# [Task]
Please extract each line of the material below and reproduce it word for word, keeping the same order.

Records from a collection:
########################################

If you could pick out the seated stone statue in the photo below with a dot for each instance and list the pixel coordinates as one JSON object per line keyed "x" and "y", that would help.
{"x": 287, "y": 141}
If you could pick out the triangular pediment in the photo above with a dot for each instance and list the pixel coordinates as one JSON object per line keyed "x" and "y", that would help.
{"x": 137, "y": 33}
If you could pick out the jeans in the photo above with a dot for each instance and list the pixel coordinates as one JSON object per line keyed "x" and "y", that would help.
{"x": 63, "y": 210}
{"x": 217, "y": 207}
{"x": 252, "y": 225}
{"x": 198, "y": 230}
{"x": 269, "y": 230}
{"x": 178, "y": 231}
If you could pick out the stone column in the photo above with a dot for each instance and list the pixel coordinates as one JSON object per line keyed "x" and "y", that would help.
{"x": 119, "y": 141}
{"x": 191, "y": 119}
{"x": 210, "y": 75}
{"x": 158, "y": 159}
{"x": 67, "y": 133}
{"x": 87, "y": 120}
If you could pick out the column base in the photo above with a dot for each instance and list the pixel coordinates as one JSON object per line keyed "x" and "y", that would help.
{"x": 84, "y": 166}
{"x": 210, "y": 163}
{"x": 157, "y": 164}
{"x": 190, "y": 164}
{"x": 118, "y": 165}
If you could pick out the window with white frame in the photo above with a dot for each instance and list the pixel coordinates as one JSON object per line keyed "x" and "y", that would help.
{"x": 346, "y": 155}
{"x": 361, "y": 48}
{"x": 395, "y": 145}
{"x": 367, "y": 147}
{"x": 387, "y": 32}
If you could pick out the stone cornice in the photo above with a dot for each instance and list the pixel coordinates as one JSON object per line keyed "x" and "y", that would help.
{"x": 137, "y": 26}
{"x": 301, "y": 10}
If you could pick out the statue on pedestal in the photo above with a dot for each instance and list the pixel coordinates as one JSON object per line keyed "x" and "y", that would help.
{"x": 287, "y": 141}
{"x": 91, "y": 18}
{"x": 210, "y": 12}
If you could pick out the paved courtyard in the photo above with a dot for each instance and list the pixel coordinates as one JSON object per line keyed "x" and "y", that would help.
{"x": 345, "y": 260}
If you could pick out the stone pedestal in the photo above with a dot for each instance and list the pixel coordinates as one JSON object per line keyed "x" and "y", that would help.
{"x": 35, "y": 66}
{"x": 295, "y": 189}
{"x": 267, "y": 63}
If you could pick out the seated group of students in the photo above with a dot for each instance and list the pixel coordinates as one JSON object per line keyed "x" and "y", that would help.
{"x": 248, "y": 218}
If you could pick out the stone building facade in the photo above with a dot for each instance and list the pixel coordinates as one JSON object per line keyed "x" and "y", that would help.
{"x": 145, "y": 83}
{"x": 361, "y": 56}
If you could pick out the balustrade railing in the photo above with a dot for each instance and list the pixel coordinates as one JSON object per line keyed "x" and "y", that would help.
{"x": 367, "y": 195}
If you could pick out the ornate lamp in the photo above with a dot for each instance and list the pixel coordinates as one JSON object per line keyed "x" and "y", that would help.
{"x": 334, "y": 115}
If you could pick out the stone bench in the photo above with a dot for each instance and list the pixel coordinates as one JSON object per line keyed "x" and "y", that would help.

########################################

# [Solution to this exercise]
If you could pick out the seated stone statue in the photo below with a dot for each instance and list the pixel coordinates as one JSON object per line keyed "x" and "y", that would help.
{"x": 287, "y": 141}
If you could pick out the triangular pediment in the photo above with a dot for each instance and list the pixel coordinates as one JSON object per line keyed "x" and "y", that would help.
{"x": 137, "y": 33}
If you could pick out the jeans in the photo above with a dot for each instance and list the pixel coordinates as one JSON object per line keyed "x" and "y", that would help.
{"x": 63, "y": 210}
{"x": 217, "y": 207}
{"x": 252, "y": 225}
{"x": 198, "y": 230}
{"x": 269, "y": 230}
{"x": 178, "y": 231}
If you could pick out the stone column in the photo above with a dot for each instance and list the pixel coordinates as one JSON object per line keyed "x" and "y", that would help.
{"x": 119, "y": 141}
{"x": 191, "y": 119}
{"x": 210, "y": 75}
{"x": 158, "y": 159}
{"x": 67, "y": 133}
{"x": 87, "y": 120}
If you could pick out the column base in the photo above with a dot for each instance and list the pixel coordinates as one JSON object per line keyed "x" and "y", that would help.
{"x": 84, "y": 166}
{"x": 210, "y": 163}
{"x": 157, "y": 164}
{"x": 190, "y": 164}
{"x": 118, "y": 165}
If you could pick out the window with white frame in the photo above with a dot for each instance and list the pixel coordinates as one JSON object per line keyed "x" and "y", that would help.
{"x": 346, "y": 155}
{"x": 361, "y": 48}
{"x": 395, "y": 145}
{"x": 367, "y": 147}
{"x": 387, "y": 32}
If you could pick out the stone cornice in the photo above with a dot for each instance and list the pixel coordinates as one JSON object per line keyed "x" and "y", that would help.
{"x": 137, "y": 26}
{"x": 301, "y": 10}
If you could pick out the statue on pedestal in the photo above with a dot for each instance and list the pixel coordinates as one JSON object per line keyed "x" and "y", that would help.
{"x": 287, "y": 141}
{"x": 91, "y": 18}
{"x": 210, "y": 12}
If you could pick out the paved courtyard in the photo above with a dot for each instance and list the pixel coordinates as one JSON object per line keyed "x" and "y", that would help.
{"x": 345, "y": 260}
If you could pick out the stone pedestal in the photo above with a dot for each instance and list the pixel coordinates as one JSON object per line keyed "x" and "y", that would help.
{"x": 35, "y": 66}
{"x": 295, "y": 189}
{"x": 267, "y": 63}
If you could pick out the seated group of students in the photo above with a dot for each instance and list the pixel coordinates as one JSON object per line keyed "x" and "y", that would help.
{"x": 248, "y": 218}
If you could pick out the stone building facade in the photo above with a dot for each instance and list the pixel coordinates as one JSON object per line keyed "x" and "y", that would help.
{"x": 145, "y": 83}
{"x": 361, "y": 56}
If you could pick out the balustrade railing in the photo above with a dot for each instance and list the pixel coordinates as one JSON object per line keyed "x" and "y", that would help.
{"x": 367, "y": 195}
If you could pick out the ornate lamp in the photo above with a dot for each instance and list the pixel coordinates as one JSON object per line keyed "x" and "y", that would help.
{"x": 334, "y": 115}
If you could pick out the stone bench in the photo above with a dot for each instance and list the pixel coordinates as one JSON object per line keyed "x" and "y", that would help.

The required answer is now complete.